### The task
Rewrite the listing below with "smiling mouth" changed to "grinning mouth" and every other part left as it is. Leave the pictures out of your answer.

## Begin Data supplied

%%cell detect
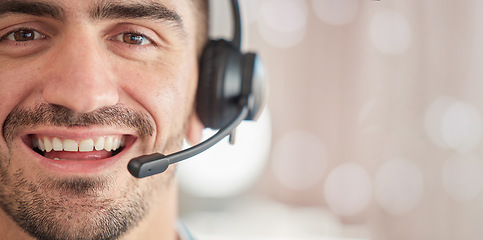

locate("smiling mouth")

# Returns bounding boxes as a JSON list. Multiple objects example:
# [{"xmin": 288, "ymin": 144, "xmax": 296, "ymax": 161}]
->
[{"xmin": 24, "ymin": 134, "xmax": 132, "ymax": 161}]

## End Data supplied

### Correct result
%%cell detect

locate("grinning mouth")

# Returns bounding boxes as a JSON list. Multiple objects example:
# [{"xmin": 288, "ymin": 144, "xmax": 296, "ymax": 161}]
->
[{"xmin": 24, "ymin": 134, "xmax": 132, "ymax": 161}]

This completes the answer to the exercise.